* Entries shown *
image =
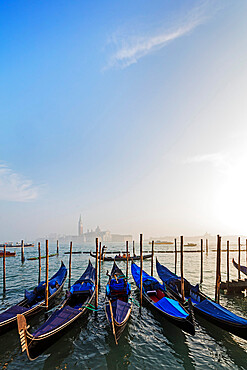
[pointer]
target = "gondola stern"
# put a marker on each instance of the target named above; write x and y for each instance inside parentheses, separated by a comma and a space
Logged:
(22, 330)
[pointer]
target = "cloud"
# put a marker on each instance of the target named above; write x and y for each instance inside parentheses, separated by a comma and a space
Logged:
(218, 160)
(131, 48)
(14, 187)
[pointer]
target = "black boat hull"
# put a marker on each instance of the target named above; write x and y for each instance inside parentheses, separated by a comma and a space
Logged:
(7, 325)
(37, 346)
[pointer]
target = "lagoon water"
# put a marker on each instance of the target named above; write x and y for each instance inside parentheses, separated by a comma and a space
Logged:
(148, 341)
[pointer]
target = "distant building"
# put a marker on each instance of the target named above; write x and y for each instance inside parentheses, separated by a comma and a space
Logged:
(89, 236)
(80, 227)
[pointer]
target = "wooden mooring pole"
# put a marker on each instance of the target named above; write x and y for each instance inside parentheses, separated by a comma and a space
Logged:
(201, 280)
(22, 252)
(152, 260)
(218, 275)
(39, 262)
(96, 274)
(182, 266)
(246, 252)
(175, 244)
(47, 275)
(4, 268)
(141, 268)
(100, 251)
(127, 258)
(239, 253)
(70, 262)
(227, 263)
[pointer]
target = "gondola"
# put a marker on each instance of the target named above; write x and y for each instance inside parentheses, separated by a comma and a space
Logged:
(34, 301)
(36, 258)
(202, 304)
(117, 305)
(76, 303)
(121, 258)
(7, 253)
(161, 301)
(243, 269)
(75, 252)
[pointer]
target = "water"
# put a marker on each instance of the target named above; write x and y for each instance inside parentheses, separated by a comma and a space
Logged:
(148, 341)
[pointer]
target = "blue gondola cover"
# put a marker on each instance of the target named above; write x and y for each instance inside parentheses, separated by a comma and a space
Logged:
(119, 309)
(171, 307)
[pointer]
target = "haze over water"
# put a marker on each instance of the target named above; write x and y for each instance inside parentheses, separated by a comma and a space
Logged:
(148, 339)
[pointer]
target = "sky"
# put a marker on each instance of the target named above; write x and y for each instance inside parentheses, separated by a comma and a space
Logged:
(132, 114)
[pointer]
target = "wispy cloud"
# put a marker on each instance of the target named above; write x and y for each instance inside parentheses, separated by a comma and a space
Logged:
(129, 49)
(219, 160)
(14, 187)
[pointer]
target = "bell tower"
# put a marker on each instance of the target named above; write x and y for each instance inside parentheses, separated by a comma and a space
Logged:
(80, 227)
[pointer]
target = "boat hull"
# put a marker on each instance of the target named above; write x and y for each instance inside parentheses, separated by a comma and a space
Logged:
(9, 324)
(135, 258)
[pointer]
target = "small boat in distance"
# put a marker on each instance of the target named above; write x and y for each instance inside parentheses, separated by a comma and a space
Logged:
(76, 304)
(8, 253)
(117, 306)
(243, 269)
(16, 245)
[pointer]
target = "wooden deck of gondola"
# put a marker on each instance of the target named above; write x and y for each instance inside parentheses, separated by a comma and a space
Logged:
(234, 286)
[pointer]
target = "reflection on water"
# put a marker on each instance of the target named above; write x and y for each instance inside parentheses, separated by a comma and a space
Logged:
(149, 341)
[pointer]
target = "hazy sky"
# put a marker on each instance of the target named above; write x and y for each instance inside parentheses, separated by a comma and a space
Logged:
(132, 113)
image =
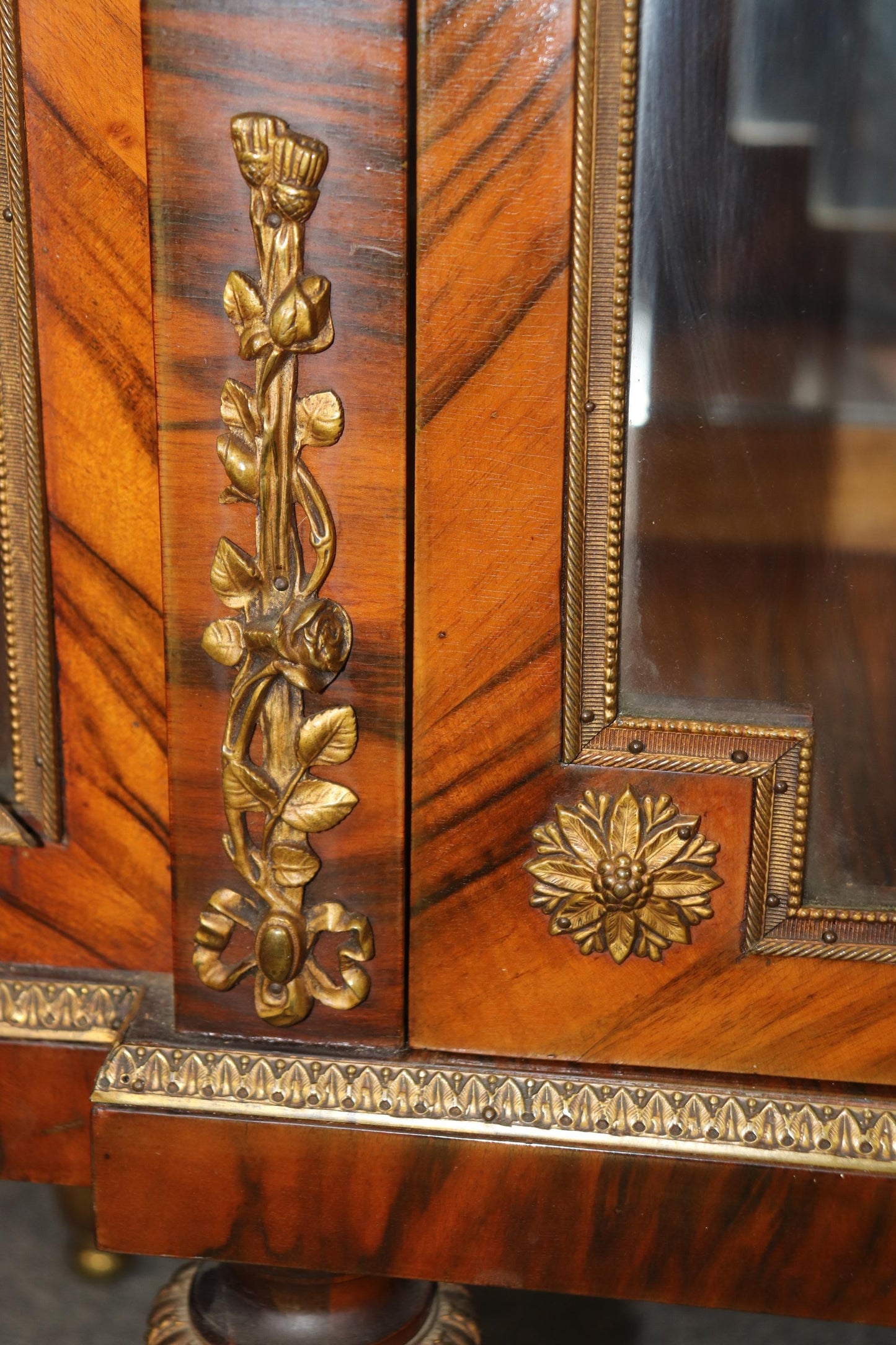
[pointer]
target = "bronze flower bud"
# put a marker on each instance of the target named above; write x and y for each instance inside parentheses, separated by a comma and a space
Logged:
(317, 643)
(301, 313)
(241, 463)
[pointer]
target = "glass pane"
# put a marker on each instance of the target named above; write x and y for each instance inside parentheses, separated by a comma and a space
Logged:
(760, 573)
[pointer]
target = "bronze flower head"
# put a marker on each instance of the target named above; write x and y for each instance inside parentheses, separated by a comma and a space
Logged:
(254, 136)
(624, 876)
(272, 155)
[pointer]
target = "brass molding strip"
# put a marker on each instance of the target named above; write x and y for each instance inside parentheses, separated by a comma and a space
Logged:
(602, 1113)
(25, 566)
(87, 1012)
(606, 86)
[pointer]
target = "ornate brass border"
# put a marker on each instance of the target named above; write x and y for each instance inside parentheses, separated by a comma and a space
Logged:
(69, 1009)
(585, 1111)
(778, 759)
(25, 564)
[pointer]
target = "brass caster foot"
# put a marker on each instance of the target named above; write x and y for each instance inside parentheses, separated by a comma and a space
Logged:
(85, 1258)
(249, 1295)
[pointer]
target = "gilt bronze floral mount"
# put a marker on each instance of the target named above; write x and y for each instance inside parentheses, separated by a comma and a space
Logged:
(284, 638)
(624, 875)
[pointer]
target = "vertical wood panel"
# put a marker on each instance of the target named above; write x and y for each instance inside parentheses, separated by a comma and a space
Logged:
(101, 898)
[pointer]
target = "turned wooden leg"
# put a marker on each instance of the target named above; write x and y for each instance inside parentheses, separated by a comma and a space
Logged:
(220, 1303)
(76, 1207)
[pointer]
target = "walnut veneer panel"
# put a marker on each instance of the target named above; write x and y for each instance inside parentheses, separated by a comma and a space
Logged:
(336, 71)
(496, 133)
(45, 1111)
(102, 898)
(716, 1234)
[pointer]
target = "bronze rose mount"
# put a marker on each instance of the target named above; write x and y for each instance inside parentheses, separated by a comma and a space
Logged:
(284, 638)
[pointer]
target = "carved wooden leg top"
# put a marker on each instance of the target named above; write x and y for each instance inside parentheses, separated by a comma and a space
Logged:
(220, 1303)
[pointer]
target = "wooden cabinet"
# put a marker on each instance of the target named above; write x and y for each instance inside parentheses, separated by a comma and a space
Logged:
(526, 431)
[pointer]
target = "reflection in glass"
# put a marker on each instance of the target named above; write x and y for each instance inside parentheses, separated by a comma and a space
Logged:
(760, 568)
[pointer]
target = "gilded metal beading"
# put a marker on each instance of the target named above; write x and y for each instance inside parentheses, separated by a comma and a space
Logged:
(579, 1109)
(25, 564)
(76, 1011)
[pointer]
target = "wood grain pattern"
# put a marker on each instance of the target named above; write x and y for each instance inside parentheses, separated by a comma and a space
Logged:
(101, 898)
(335, 71)
(495, 190)
(45, 1111)
(690, 1232)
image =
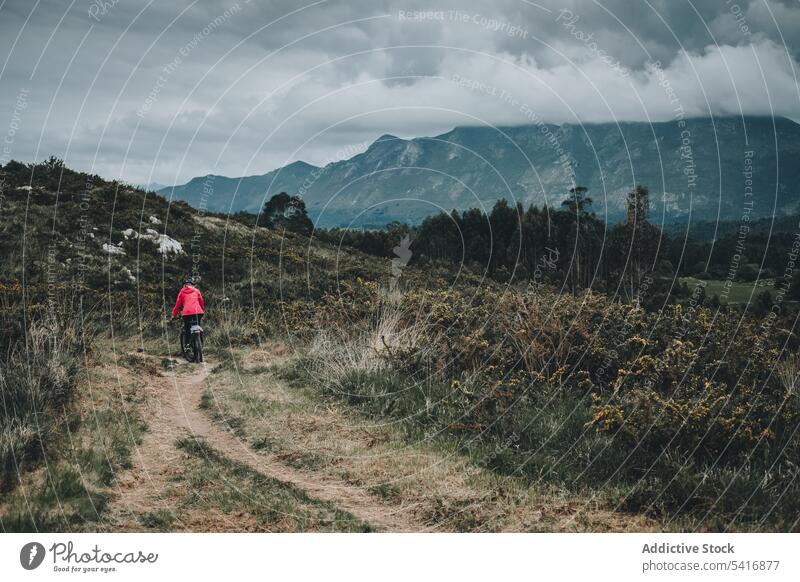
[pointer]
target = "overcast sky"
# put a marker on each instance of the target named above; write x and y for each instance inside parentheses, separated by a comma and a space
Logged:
(164, 91)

* Exercise brief *
List every line of the data above that contains the word "panel", matching case exactly.

* Solution to the problem *
target = "vertical wood panel"
target = "walnut veneer panel"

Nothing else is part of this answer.